Exercise instructions ▸
Find the line containing "Would you mind marking the upper". Return it and every line after it, unchanged, up to and including the last line.

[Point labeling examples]
■ ■ ■ ■ ■

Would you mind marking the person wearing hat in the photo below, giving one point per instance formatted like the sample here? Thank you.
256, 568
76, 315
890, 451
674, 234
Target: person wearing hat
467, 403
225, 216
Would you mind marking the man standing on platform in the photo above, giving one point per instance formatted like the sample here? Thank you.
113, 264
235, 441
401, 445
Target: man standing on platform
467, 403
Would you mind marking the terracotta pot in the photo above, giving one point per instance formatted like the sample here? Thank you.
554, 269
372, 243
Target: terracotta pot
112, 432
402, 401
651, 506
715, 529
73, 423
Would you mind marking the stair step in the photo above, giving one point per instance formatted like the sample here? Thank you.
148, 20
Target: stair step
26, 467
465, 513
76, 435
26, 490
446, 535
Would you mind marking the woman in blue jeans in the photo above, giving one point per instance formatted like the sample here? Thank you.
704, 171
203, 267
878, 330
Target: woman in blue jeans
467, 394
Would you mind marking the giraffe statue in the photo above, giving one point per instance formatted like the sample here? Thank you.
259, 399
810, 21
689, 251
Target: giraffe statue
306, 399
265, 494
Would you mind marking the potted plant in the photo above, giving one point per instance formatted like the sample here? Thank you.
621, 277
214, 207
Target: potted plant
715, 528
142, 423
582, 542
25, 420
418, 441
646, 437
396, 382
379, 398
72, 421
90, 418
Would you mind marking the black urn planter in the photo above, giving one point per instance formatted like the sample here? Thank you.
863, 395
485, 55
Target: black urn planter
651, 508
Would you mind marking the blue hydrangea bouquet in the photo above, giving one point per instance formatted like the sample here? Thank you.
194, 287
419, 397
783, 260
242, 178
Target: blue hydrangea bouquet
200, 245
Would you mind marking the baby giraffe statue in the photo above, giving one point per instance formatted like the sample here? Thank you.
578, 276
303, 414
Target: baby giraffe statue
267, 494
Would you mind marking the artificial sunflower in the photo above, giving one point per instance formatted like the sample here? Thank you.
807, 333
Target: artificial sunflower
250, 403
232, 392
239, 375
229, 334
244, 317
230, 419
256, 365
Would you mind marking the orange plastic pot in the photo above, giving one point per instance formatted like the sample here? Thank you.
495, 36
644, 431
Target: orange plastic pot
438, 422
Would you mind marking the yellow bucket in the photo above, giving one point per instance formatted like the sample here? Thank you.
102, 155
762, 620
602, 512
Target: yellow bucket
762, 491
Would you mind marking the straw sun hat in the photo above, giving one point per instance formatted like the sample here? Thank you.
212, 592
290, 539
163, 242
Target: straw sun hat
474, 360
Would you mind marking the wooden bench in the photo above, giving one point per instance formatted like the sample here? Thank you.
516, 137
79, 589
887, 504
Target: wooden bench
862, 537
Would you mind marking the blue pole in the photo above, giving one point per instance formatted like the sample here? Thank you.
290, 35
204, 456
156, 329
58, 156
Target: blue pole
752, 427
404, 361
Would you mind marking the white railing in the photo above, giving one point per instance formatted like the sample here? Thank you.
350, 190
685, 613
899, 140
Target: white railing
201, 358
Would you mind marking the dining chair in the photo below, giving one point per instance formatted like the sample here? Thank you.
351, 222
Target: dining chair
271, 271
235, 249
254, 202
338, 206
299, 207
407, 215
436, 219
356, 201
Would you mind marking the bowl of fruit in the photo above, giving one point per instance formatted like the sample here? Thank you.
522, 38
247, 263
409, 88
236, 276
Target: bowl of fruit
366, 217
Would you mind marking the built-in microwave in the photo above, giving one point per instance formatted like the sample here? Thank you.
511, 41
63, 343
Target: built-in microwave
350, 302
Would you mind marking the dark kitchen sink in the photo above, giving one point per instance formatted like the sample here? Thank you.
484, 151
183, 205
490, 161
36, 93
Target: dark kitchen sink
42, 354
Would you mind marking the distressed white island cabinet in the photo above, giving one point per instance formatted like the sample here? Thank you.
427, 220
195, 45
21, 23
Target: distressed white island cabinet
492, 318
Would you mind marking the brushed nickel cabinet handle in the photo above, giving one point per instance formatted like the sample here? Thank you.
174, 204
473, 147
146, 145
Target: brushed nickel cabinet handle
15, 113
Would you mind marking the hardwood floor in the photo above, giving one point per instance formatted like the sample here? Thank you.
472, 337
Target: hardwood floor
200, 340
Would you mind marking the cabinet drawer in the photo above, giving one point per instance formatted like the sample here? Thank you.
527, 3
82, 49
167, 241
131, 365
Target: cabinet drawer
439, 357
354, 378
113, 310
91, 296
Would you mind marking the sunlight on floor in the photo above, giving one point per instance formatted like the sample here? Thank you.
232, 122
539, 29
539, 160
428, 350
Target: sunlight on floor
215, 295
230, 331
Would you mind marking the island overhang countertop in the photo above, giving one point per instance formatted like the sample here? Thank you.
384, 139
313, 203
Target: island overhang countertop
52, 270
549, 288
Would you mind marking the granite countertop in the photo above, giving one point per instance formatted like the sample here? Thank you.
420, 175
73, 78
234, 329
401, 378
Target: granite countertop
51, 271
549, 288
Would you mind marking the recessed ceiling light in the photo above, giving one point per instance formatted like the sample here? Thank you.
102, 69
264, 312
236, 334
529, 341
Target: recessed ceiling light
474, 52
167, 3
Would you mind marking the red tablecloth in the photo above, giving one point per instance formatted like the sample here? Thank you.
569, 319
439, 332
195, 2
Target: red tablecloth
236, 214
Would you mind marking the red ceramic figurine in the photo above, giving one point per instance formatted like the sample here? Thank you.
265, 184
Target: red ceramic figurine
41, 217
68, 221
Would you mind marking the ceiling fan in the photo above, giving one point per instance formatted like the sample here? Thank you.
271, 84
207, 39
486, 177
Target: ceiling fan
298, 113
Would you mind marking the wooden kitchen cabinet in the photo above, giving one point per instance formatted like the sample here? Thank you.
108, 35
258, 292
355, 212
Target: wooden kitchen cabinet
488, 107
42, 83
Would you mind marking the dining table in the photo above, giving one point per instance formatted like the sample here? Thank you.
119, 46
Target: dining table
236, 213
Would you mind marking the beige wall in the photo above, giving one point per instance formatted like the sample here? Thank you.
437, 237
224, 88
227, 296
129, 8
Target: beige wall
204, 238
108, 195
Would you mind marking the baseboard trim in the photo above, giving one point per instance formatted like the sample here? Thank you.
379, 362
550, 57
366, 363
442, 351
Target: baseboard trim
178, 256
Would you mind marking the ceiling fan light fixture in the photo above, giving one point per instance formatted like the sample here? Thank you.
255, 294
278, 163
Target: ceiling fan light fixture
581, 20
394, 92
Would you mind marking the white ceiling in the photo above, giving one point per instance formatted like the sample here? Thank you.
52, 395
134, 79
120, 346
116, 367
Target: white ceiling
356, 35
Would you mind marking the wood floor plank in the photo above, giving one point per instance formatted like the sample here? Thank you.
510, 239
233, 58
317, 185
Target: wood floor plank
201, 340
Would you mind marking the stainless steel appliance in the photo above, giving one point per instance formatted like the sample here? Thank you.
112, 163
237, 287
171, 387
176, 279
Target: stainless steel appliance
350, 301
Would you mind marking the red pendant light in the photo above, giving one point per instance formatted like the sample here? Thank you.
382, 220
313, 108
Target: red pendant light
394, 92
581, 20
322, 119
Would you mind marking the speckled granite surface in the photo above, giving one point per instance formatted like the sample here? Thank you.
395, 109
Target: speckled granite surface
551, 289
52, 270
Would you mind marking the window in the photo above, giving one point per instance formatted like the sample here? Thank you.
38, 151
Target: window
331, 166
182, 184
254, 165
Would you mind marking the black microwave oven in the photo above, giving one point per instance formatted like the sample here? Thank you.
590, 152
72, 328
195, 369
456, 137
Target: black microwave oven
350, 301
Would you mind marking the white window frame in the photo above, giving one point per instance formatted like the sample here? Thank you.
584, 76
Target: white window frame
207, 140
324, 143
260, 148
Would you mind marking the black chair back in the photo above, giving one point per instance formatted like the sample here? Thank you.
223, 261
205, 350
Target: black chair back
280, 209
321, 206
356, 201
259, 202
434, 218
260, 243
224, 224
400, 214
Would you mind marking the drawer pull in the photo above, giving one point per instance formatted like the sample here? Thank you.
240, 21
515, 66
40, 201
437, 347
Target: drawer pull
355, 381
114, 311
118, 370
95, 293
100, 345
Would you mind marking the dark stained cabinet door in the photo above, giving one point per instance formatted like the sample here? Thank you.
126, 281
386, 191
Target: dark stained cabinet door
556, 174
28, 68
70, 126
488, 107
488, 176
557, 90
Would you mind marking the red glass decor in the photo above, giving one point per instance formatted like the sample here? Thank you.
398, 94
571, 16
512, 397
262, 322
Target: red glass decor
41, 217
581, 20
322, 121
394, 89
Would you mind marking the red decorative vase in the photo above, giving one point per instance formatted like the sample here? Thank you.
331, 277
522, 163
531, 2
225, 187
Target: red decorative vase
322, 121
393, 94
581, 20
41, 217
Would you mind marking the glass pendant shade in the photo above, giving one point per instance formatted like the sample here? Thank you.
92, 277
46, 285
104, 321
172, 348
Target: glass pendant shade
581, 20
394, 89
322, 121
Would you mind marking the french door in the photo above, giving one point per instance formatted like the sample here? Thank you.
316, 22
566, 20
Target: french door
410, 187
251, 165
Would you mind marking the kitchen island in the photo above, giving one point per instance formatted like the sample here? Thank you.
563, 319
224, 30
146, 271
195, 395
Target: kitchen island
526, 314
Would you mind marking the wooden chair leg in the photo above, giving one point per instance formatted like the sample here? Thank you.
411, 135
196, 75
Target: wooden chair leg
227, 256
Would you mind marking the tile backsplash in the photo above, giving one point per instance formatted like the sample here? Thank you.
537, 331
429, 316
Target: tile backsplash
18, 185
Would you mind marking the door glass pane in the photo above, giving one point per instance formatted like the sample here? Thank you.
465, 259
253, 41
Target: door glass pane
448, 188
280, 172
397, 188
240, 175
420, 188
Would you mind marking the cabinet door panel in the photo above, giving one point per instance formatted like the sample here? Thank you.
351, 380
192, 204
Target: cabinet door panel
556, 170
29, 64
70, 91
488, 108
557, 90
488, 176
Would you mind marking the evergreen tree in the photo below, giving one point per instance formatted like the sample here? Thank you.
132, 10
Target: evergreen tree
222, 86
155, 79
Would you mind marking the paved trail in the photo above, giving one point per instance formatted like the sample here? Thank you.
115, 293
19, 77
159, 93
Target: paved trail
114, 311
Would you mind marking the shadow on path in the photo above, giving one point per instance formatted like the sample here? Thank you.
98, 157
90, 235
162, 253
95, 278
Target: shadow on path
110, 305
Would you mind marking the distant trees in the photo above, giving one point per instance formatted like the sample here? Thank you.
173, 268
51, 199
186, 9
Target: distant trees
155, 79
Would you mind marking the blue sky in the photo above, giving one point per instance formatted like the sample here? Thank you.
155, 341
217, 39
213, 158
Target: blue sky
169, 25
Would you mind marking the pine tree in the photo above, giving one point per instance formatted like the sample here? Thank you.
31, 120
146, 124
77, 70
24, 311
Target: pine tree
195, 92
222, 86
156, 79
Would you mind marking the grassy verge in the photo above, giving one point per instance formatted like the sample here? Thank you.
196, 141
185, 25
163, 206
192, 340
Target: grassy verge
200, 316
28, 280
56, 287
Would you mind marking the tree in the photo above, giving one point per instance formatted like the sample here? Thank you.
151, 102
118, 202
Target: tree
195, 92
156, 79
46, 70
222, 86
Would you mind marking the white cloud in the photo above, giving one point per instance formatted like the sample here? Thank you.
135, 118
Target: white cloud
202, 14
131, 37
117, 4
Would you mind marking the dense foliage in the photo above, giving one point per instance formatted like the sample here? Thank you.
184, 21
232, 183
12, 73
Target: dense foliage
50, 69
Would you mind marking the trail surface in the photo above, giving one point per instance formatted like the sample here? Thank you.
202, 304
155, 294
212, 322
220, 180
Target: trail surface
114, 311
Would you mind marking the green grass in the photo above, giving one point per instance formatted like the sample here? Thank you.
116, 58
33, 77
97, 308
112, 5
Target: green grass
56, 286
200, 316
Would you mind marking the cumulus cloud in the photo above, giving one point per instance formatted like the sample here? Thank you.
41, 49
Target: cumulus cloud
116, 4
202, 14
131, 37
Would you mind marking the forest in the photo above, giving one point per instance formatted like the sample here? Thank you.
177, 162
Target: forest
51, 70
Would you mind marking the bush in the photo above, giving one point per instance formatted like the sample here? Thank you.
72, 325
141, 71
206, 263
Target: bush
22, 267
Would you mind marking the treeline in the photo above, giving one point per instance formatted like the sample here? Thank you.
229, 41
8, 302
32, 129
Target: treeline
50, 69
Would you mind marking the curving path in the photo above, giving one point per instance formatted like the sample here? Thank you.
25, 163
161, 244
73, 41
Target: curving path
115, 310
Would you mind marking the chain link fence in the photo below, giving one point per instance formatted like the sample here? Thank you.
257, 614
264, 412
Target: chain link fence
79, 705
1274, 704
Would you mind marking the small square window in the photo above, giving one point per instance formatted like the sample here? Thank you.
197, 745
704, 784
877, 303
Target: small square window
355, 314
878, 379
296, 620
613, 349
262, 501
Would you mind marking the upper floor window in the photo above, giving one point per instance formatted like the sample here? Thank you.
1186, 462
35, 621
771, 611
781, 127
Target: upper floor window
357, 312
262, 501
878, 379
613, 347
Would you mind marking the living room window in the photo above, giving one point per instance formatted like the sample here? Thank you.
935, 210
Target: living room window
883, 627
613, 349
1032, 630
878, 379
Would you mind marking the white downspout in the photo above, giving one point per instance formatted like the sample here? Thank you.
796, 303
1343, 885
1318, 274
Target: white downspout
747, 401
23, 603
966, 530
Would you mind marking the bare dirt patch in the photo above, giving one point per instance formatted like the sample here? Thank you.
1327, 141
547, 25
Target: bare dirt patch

■ ■ ■ ■ ■

Complete response ▸
Would you mind marking the upper floor window in the photo above, giving one point per instance formatted like the sample here? Thank you.
1186, 462
35, 621
771, 611
781, 127
Target: upper floor window
357, 312
262, 501
878, 379
613, 347
Would you mind marking the living room window in the photo above, giving one point per instance formatted like the sample here? Thank you.
935, 210
Target: living room window
883, 627
613, 349
1032, 630
878, 379
Would you mind marking the white downspout in the photo above, giving one point per instance formatted like the sample here? Thank you.
796, 303
1343, 885
1318, 274
Target: white downspout
747, 401
23, 603
966, 530
Would you mind marking the bare dirt patch in the photo above, giving one point per instance formatted like the sample here? Thank you.
1327, 141
547, 25
Target: bare dirt patch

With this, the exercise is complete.